--- Sección del documento ---

El 11-S
Querido diario:
Te cuento que hoy es 11 de septiembre. Y con decir eso, está todo dicho. Eso sí, te preguntarás con razón dónde está la relación entre aquel terrible día del 2001 y nuestra cofradía, que justifique esta entrada inesperada. Pues la hay. Y es impactante, emocionante, sorprendente, heróica, trágica, inolvidable, impresionante. Hoy te voy a hablar de Nueva York, claro, y de vuelos asesinos que llevaban prendidas en sus alas odio, dolor y muerte. Pero también debo decirte lo que seguro que ya sabes. Eso de que, como siempre sucede, de entre los hierros retorcidos, el humo, el olor a queroseno inflamado y los cuerpos rotos, surgió aquella mañana infernal lo mejor del alma del ser humano: entrega, honor, sacrificio, lealtad. Esta que te traigo es una de las miles de vidas que quedaron atrapadas en el recuerdo de aquellas torres gemelas, una mañana maldita de septiembre. Te voy a hablar de gente buena, de bomberos y de un sacerdote. Bueno, en realidad de dos. Y, aunque no lo creas, también de la Piedad.

--- Información registrada ---

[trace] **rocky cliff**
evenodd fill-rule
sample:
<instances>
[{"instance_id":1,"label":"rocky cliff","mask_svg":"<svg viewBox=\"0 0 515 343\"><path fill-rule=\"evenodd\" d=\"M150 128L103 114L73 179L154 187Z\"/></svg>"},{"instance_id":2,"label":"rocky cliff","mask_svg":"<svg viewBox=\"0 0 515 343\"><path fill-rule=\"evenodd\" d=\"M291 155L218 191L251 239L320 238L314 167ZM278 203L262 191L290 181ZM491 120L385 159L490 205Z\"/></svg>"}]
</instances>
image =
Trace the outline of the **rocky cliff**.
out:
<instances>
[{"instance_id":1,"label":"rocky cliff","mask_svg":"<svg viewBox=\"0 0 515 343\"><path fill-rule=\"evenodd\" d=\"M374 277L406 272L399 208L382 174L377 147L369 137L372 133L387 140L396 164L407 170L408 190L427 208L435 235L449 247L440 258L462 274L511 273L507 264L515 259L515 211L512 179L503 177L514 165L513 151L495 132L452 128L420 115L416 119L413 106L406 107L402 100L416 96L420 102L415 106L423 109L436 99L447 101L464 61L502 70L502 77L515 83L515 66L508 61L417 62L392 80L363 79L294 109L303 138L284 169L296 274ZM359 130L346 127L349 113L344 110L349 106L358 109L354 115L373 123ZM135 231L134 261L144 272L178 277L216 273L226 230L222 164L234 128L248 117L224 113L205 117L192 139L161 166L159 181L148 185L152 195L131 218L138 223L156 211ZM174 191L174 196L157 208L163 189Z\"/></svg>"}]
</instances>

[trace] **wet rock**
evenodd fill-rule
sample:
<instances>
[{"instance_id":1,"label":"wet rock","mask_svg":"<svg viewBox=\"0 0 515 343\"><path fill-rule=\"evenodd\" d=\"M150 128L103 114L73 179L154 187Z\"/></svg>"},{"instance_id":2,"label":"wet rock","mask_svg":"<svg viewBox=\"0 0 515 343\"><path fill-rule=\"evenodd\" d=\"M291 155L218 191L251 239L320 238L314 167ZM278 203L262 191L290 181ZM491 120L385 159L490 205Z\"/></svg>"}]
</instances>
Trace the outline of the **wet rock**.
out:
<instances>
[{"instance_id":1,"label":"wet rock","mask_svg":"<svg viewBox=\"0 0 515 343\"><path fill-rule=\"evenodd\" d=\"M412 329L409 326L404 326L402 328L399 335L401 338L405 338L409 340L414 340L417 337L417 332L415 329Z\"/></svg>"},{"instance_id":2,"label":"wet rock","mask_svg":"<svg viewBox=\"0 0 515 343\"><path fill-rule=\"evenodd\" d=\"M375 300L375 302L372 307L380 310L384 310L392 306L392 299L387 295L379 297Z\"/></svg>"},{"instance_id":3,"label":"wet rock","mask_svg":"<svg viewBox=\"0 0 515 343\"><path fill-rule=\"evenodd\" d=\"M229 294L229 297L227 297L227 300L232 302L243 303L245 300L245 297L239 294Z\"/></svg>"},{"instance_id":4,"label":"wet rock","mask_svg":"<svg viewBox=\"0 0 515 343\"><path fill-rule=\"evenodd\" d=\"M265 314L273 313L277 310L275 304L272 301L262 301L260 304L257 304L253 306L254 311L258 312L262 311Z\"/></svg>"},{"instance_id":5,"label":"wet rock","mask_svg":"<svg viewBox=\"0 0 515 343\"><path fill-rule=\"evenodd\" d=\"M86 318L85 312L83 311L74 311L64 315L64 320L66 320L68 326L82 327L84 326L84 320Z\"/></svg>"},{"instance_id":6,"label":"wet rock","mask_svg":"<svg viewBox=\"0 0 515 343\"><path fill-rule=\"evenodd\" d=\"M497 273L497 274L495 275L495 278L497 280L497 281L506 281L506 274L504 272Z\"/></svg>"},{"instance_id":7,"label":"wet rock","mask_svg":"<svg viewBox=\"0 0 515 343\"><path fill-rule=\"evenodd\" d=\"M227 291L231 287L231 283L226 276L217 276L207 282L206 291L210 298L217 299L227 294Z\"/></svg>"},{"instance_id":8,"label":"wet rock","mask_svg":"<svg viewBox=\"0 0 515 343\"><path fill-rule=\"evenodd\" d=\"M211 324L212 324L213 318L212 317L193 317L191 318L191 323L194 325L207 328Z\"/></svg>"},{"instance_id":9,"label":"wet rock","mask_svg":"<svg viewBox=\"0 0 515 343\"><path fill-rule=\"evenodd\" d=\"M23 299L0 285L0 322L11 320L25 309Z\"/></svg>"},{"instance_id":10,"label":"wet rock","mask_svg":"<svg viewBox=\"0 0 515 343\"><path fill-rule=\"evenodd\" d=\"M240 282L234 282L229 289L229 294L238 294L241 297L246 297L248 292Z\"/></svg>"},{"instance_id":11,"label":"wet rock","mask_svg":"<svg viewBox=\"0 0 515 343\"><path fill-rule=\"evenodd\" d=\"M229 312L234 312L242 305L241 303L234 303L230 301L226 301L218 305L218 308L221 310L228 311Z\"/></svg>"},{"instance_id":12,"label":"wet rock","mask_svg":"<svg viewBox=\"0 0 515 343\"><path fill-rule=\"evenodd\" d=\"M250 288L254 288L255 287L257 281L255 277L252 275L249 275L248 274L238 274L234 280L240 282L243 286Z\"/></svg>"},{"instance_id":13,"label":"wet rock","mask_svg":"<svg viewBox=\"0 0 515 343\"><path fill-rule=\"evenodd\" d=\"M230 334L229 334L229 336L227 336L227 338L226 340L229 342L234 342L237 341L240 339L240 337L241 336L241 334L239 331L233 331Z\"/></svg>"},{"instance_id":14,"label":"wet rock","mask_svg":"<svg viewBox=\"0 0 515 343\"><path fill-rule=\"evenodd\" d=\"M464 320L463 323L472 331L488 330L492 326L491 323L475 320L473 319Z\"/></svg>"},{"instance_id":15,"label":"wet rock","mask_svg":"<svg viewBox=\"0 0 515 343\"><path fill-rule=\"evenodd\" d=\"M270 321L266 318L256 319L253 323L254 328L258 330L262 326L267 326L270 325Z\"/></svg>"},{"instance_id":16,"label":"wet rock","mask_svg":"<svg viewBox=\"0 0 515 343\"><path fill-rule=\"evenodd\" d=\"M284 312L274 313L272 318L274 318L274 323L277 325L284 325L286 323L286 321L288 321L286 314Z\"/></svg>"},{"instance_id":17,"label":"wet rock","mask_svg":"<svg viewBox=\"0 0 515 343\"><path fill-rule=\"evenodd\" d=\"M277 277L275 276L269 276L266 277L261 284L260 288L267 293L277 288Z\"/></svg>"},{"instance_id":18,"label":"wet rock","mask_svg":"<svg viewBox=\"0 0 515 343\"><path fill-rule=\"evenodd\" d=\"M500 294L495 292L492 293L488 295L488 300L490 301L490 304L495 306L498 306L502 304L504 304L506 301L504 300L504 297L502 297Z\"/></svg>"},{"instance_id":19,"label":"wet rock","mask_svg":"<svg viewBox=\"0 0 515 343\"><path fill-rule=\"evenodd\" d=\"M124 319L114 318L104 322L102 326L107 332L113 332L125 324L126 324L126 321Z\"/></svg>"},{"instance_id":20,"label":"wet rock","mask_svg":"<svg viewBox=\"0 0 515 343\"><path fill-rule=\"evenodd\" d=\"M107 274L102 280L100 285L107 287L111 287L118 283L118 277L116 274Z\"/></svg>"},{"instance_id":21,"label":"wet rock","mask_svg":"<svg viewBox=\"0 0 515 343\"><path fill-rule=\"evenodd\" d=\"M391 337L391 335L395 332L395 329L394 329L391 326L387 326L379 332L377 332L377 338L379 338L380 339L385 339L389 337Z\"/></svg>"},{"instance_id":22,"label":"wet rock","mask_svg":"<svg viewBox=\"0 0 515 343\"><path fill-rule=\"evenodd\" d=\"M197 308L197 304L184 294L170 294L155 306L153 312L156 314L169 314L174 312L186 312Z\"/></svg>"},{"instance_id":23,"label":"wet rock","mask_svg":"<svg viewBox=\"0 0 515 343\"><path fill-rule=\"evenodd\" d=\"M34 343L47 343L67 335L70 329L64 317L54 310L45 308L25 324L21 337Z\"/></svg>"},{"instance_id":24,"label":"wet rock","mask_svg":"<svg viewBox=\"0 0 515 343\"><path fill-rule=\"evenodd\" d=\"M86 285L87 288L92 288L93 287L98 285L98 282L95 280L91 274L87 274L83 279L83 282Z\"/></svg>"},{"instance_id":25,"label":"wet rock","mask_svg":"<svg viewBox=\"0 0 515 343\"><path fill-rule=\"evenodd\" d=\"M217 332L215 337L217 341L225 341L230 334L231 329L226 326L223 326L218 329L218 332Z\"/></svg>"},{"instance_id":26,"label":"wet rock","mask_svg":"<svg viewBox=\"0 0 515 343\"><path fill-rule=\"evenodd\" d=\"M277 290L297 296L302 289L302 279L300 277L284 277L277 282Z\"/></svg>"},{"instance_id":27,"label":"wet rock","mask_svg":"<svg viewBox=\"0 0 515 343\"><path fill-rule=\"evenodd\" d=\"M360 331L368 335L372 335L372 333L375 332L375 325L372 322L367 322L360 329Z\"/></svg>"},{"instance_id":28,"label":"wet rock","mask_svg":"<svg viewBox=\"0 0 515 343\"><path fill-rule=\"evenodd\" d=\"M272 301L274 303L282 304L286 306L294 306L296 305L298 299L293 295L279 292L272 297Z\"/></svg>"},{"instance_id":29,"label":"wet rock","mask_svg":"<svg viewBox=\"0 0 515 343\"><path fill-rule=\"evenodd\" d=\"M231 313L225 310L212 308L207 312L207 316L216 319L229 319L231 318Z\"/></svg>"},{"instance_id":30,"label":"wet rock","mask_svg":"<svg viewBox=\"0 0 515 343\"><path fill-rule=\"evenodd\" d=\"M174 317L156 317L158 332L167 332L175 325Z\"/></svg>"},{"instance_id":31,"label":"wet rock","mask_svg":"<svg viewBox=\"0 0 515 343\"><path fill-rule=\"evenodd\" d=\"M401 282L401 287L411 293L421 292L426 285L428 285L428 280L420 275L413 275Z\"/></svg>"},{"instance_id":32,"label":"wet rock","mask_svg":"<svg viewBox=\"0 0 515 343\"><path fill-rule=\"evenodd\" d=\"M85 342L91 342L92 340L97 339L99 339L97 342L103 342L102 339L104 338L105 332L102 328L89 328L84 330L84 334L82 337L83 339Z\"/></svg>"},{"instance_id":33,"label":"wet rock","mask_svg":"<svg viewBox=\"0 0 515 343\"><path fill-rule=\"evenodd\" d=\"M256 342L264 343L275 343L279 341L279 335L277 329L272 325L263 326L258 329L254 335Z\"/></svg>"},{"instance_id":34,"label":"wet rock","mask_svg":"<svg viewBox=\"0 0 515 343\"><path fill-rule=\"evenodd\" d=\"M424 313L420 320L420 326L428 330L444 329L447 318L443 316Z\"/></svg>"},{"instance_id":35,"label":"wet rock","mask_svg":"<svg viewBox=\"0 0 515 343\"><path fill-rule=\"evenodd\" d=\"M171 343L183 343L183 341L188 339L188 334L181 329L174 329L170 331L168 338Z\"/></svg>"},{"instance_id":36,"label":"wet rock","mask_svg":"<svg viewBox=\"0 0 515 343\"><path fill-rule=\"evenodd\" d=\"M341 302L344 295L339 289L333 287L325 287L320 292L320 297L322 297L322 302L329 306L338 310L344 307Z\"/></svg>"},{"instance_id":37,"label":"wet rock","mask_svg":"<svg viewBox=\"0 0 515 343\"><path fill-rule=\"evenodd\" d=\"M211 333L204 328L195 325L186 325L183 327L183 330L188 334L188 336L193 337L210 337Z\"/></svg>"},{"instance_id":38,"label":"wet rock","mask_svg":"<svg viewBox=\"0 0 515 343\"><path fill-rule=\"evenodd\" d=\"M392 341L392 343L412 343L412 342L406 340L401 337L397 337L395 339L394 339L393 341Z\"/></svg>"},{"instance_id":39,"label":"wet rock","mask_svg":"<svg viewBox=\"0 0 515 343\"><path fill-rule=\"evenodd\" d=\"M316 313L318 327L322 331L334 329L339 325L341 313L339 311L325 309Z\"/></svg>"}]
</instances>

---

- **Requisitos del ejercicio**:
1. Resume en dos oraciones la entrada de diario sobre el 11-S.
2. Escribe la continuación de la entrada de diario sobre el 11-S a partir de su última oración.

- **Respuestas a tareas**:
1. La entrada, fechada un 11 de septiembre, sostiene que hay una relación entre los atentados de 2001 en Nueva York y la cofradía de quien escribe. Afirma que de aquella mañana surgió lo mejor del ser humano (entrega, honor, sacrificio, lealtad) y anuncia que hablará de bomberos, de dos sacerdotes y de la Piedad.

2.
El 11 de septiembre de 2001, Mychal Fallen Judge es un sacerdote franciscano de ascendencia irlandesa nacido en Brooklyn hace justo ese día, sesenta y ocho años y cuatro meses. A primera hora, cuando se despierta, el padre Judge no sabe que este amanecer neoyorkino que ve, será el último de su larga vida cuajada de dificultades, tropiezos y caídas, en la que sin embargo siempre hubo una constante irrefutable: el amor a Dios, a su ministerio y a las almas sufrientes, entre las que ha repartido generosamente tiempo y consuelo. Ha habido veces en las que embarcado en causas complicadas -léase personas sin hogar, inmigrantes, población LGTB, pacientes seropositivos, y otros sectores marginados por la sociedad-, ha tenido algún desencuentro con la jerarquía. Pero su obra le reporta el cariño rendido y popular de miles y miles de neoyorkinos, más allá de sus fieles, independientemente de su credo. Así que cuando en el año 1992 es nombrado capellán del cuerpo de bomberos de Nueva York, la noticia es acogida con satisfacción en todos los ámbitos sociales, políticos y religiosos de la Gran Manzana.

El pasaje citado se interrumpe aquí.